WHAT IS EXPECTED: Leave out every picture, and output exactly the lines from the line containing "The function MUST provide one point per instance of the sidewalk" through the last line of the data.

Position annotation records:
BEGIN
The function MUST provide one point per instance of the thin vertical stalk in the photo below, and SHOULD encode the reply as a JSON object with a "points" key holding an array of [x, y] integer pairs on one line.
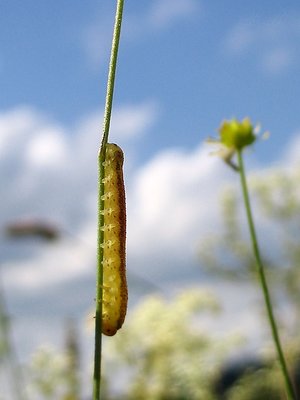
{"points": [[100, 234], [263, 281]]}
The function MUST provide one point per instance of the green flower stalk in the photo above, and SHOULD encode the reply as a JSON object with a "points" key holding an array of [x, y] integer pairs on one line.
{"points": [[100, 236], [234, 137]]}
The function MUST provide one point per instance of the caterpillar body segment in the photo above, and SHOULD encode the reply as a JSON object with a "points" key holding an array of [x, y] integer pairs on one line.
{"points": [[115, 294]]}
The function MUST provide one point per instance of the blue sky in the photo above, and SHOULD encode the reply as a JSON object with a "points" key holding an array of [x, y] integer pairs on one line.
{"points": [[184, 66]]}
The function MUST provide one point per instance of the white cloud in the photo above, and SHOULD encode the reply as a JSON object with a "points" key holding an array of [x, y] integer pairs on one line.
{"points": [[172, 202], [272, 43]]}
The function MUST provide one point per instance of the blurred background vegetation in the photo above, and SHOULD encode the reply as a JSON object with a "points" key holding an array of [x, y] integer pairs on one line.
{"points": [[165, 350]]}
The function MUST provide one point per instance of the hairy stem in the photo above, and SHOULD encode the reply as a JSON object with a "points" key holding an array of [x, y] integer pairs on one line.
{"points": [[263, 281], [100, 234]]}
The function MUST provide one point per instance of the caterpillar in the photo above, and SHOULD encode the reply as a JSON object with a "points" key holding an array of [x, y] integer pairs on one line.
{"points": [[115, 293]]}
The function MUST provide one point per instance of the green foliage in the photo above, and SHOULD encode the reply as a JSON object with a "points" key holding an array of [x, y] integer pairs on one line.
{"points": [[276, 197], [237, 135], [265, 383], [167, 351]]}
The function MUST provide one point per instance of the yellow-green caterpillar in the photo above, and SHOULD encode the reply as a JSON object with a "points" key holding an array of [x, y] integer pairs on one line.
{"points": [[115, 292]]}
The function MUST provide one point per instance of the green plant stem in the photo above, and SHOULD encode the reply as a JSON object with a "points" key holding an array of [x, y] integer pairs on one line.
{"points": [[100, 234], [263, 281]]}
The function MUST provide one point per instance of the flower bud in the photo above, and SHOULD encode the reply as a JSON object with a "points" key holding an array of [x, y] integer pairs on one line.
{"points": [[237, 135]]}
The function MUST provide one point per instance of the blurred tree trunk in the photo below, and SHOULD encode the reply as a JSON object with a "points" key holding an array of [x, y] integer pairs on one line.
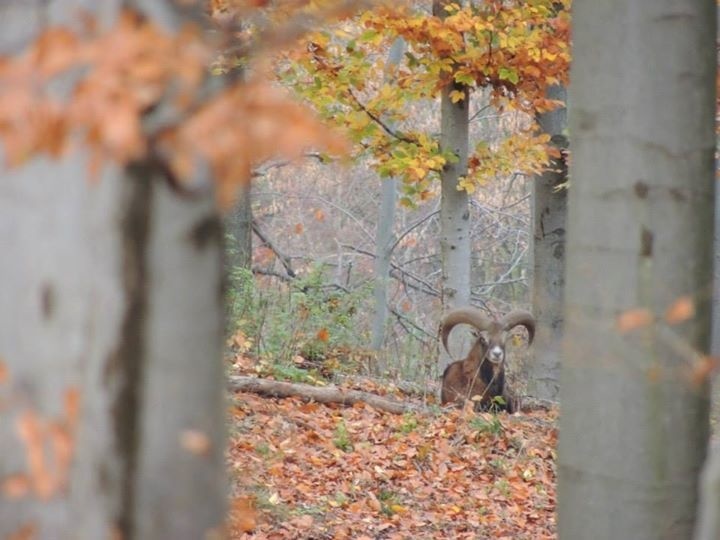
{"points": [[633, 424], [454, 206], [549, 217], [384, 237], [110, 341]]}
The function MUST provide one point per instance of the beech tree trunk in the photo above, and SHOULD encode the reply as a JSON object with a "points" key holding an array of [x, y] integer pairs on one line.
{"points": [[110, 341], [240, 227], [549, 217], [633, 424], [454, 205], [384, 234]]}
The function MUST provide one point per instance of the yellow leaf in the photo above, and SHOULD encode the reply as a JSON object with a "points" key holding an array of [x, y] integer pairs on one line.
{"points": [[681, 310], [457, 95]]}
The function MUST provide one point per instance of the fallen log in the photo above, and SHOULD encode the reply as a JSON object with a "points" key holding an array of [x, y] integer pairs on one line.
{"points": [[321, 394]]}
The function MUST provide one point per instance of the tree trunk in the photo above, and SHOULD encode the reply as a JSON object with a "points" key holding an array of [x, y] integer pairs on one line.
{"points": [[454, 208], [550, 215], [110, 343], [239, 224], [633, 427], [384, 235]]}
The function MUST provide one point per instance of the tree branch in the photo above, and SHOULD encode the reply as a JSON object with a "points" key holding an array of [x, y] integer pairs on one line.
{"points": [[321, 394]]}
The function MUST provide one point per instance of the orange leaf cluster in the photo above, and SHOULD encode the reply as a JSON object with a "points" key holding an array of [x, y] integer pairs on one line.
{"points": [[450, 476], [134, 89], [243, 126], [114, 78], [50, 446]]}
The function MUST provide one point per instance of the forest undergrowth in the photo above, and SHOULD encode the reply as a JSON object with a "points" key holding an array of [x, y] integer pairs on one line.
{"points": [[306, 470]]}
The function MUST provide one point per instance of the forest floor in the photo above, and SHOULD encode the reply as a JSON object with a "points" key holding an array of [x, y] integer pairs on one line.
{"points": [[306, 470]]}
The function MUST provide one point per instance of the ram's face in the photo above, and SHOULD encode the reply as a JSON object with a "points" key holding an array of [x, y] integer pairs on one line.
{"points": [[495, 351]]}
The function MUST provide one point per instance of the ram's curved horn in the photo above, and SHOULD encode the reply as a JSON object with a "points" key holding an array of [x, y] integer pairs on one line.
{"points": [[471, 316], [519, 317]]}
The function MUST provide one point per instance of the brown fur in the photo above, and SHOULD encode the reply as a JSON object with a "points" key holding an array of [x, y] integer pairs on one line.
{"points": [[476, 376]]}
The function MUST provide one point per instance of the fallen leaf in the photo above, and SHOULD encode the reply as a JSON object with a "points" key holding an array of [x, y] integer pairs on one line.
{"points": [[634, 319], [195, 441]]}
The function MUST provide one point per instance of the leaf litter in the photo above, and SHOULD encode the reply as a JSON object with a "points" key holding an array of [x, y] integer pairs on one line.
{"points": [[314, 471]]}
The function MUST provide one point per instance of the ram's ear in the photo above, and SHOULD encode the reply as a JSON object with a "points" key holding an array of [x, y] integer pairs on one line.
{"points": [[520, 318]]}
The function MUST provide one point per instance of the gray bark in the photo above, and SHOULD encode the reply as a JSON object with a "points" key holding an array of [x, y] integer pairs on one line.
{"points": [[633, 428], [454, 209], [549, 217], [708, 525], [111, 298], [239, 225], [384, 237]]}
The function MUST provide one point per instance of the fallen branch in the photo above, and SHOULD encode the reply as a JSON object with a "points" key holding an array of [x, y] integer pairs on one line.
{"points": [[333, 394], [321, 394]]}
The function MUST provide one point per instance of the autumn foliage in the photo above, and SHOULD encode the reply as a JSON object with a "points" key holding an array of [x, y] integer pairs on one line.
{"points": [[135, 92], [306, 470], [509, 52]]}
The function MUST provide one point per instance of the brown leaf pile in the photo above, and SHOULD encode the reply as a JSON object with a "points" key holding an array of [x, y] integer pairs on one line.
{"points": [[305, 470]]}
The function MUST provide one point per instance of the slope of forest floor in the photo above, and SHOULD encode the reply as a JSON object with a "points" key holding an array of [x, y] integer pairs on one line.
{"points": [[306, 470]]}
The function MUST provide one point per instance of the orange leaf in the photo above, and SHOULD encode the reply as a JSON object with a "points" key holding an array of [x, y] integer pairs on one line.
{"points": [[16, 486], [323, 334], [633, 319], [244, 514], [681, 310], [195, 441]]}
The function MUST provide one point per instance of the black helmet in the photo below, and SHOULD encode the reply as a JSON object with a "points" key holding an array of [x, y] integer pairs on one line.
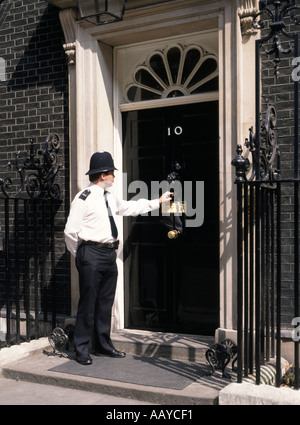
{"points": [[100, 163]]}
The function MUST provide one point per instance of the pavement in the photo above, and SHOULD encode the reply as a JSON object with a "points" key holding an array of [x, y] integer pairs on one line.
{"points": [[26, 378]]}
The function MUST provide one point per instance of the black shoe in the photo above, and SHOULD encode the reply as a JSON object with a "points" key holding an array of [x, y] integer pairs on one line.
{"points": [[84, 360], [111, 353]]}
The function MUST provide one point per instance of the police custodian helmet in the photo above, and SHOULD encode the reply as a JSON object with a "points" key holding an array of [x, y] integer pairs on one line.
{"points": [[101, 162]]}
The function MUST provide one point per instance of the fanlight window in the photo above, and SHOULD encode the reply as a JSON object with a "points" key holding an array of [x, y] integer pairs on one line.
{"points": [[174, 72]]}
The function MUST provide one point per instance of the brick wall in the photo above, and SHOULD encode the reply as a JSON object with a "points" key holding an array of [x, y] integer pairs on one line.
{"points": [[34, 102]]}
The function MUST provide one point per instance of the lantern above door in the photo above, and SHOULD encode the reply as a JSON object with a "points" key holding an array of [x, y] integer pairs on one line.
{"points": [[101, 12]]}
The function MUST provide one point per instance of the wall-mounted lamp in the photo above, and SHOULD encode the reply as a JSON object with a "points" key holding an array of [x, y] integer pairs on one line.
{"points": [[101, 11]]}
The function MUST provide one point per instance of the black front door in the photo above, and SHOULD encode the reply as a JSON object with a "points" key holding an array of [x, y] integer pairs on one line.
{"points": [[172, 285]]}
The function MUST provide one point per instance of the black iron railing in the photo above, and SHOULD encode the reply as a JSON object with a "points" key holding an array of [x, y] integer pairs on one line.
{"points": [[260, 187], [28, 207]]}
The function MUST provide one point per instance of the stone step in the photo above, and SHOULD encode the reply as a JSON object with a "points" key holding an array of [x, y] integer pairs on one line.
{"points": [[184, 351]]}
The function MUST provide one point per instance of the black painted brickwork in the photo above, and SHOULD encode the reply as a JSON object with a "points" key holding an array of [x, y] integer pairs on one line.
{"points": [[34, 102], [280, 92]]}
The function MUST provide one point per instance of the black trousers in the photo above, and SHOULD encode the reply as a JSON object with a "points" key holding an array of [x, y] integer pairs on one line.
{"points": [[97, 283]]}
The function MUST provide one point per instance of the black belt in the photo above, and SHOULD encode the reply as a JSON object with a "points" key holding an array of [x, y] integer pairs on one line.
{"points": [[112, 245]]}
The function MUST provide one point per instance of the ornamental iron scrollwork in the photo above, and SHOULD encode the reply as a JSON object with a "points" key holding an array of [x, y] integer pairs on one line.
{"points": [[266, 161], [282, 10], [36, 174]]}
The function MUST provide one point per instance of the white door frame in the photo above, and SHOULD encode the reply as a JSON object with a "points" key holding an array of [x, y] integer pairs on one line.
{"points": [[95, 120]]}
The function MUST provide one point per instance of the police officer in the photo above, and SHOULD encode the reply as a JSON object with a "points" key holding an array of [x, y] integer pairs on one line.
{"points": [[92, 238]]}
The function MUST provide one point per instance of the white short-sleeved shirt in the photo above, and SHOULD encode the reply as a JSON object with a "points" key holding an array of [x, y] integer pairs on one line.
{"points": [[88, 218]]}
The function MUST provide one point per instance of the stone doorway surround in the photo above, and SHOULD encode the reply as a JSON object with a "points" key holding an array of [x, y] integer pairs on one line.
{"points": [[94, 98]]}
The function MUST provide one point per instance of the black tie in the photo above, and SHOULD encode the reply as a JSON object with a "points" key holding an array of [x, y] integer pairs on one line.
{"points": [[114, 230]]}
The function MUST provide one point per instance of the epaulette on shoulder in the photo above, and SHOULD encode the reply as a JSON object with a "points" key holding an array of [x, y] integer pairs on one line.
{"points": [[85, 194]]}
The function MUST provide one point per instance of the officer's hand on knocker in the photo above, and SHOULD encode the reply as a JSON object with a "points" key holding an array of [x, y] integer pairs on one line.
{"points": [[165, 197]]}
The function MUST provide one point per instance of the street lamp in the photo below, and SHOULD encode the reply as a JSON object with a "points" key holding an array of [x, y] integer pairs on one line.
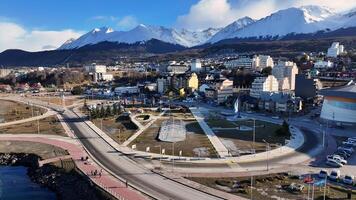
{"points": [[160, 155], [267, 152], [173, 156]]}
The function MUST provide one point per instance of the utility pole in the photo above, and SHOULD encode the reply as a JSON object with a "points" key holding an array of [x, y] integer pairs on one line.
{"points": [[254, 134], [173, 156], [251, 197], [267, 152], [326, 178]]}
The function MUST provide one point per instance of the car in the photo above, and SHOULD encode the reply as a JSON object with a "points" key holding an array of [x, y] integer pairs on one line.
{"points": [[334, 163], [296, 187], [323, 174], [334, 175], [349, 143], [338, 158], [349, 150], [348, 179], [342, 153]]}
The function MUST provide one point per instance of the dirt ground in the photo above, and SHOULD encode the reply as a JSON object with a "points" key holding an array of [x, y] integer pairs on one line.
{"points": [[274, 186], [58, 100], [45, 151], [243, 140], [196, 141], [49, 125], [114, 129], [12, 111]]}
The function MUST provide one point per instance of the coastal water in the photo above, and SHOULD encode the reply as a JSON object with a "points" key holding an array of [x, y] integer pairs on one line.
{"points": [[16, 185]]}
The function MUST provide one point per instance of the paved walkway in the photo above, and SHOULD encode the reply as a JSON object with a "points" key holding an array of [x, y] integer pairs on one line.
{"points": [[106, 181], [215, 141], [47, 114], [55, 159], [134, 136]]}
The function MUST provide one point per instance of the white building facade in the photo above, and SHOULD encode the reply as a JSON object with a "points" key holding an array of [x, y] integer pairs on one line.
{"points": [[263, 84]]}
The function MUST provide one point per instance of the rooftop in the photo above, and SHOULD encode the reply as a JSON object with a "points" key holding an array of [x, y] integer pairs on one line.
{"points": [[346, 91]]}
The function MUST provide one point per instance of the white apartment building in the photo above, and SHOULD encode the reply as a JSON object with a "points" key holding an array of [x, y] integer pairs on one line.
{"points": [[94, 68], [335, 50], [243, 62], [285, 69], [195, 66], [224, 89], [263, 84], [262, 61], [323, 64], [126, 90], [161, 85]]}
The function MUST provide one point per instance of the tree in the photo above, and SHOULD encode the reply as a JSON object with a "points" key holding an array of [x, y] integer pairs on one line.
{"points": [[108, 111], [77, 90], [102, 112], [267, 71], [114, 109]]}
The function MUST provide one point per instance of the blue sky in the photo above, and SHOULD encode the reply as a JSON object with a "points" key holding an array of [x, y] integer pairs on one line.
{"points": [[35, 25], [87, 14]]}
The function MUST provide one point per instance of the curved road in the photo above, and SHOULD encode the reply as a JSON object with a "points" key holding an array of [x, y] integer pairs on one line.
{"points": [[139, 177]]}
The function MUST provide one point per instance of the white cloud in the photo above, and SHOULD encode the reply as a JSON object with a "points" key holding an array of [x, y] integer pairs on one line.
{"points": [[14, 36], [127, 22], [219, 13]]}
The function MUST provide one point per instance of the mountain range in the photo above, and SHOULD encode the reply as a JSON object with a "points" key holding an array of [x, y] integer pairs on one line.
{"points": [[301, 20]]}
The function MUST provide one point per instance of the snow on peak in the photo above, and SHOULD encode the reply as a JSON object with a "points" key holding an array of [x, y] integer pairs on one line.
{"points": [[305, 19], [231, 29], [314, 13]]}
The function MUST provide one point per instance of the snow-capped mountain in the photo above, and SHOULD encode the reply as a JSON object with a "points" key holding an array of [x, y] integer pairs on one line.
{"points": [[292, 20], [306, 19], [142, 33], [231, 29]]}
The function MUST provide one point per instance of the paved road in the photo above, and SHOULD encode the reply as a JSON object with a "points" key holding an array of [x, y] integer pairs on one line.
{"points": [[139, 177]]}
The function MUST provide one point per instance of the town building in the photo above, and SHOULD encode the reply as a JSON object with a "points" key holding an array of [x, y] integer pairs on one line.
{"points": [[305, 87], [98, 72], [4, 72], [196, 66], [192, 82], [335, 50], [162, 85], [241, 62], [126, 90], [323, 64], [285, 69], [263, 84], [339, 103], [262, 61]]}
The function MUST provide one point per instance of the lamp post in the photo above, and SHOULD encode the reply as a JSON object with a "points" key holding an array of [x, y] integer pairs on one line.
{"points": [[267, 152], [160, 155], [173, 156]]}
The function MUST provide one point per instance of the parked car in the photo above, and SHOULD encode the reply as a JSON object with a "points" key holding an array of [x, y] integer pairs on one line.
{"points": [[349, 179], [338, 158], [323, 173], [334, 175], [296, 187], [349, 143], [334, 163], [349, 150], [342, 153]]}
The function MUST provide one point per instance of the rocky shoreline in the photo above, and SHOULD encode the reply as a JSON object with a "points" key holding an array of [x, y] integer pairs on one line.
{"points": [[67, 185]]}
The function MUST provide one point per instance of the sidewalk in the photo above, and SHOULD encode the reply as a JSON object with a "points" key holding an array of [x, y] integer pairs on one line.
{"points": [[105, 181], [143, 128], [215, 141]]}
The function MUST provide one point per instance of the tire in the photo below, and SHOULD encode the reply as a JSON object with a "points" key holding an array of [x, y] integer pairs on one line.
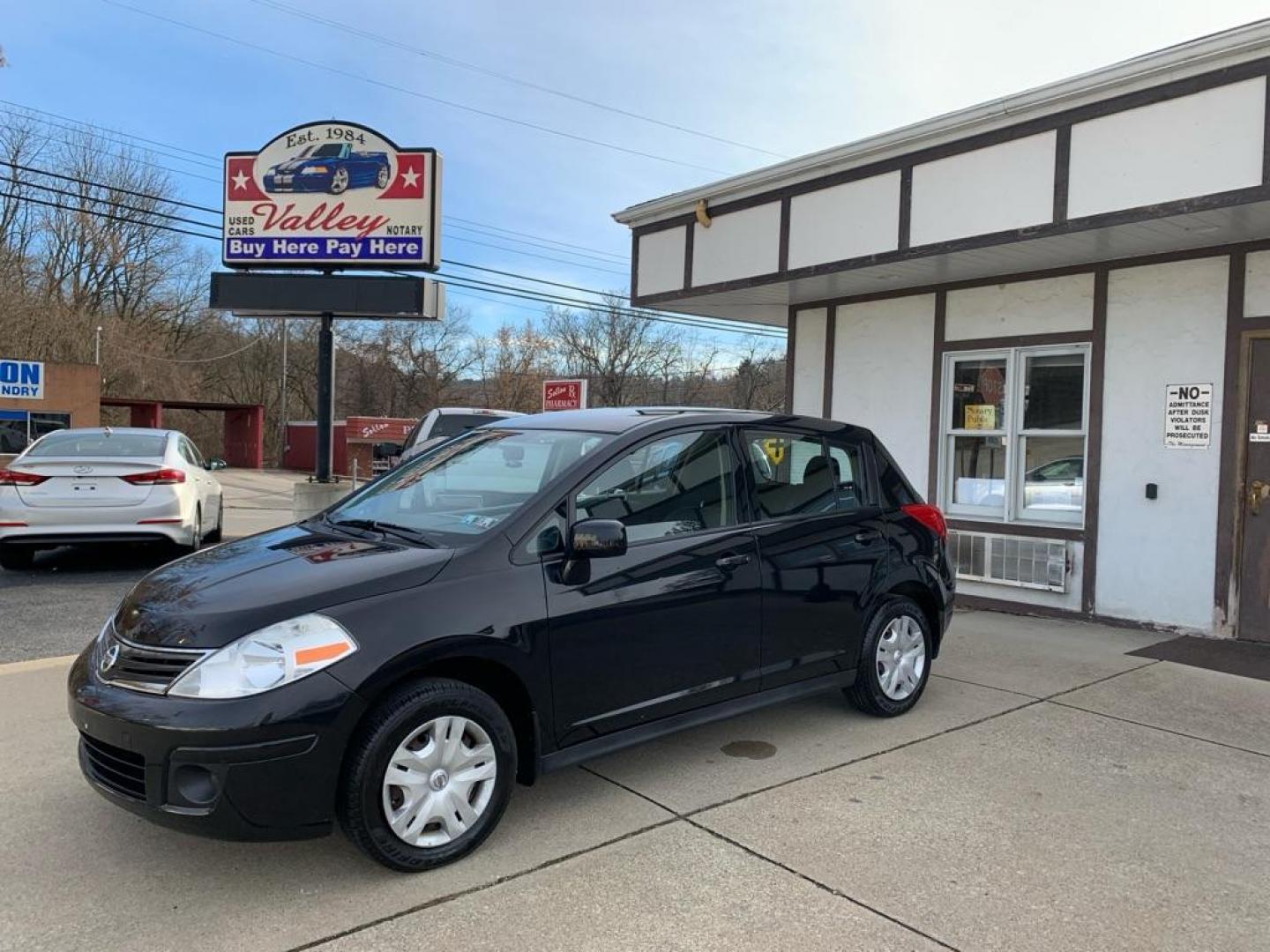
{"points": [[17, 557], [418, 714], [895, 626], [219, 532]]}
END
WRITTEN RESPONSE:
The function MUST provide one point per instance of the sidewalk in the photo above, and SHOULD encode the reply as a JSON object with a "points" key holding an array of [x, y] integer pairs on one line.
{"points": [[105, 181], [143, 128], [215, 141]]}
The function MUST provide one point per instance of the tire in the photo below, and SHOULD encode the reply as a JSON object with a "points" key holding an array of [x, y] integer pairs on one line.
{"points": [[17, 557], [418, 714], [895, 626], [219, 532]]}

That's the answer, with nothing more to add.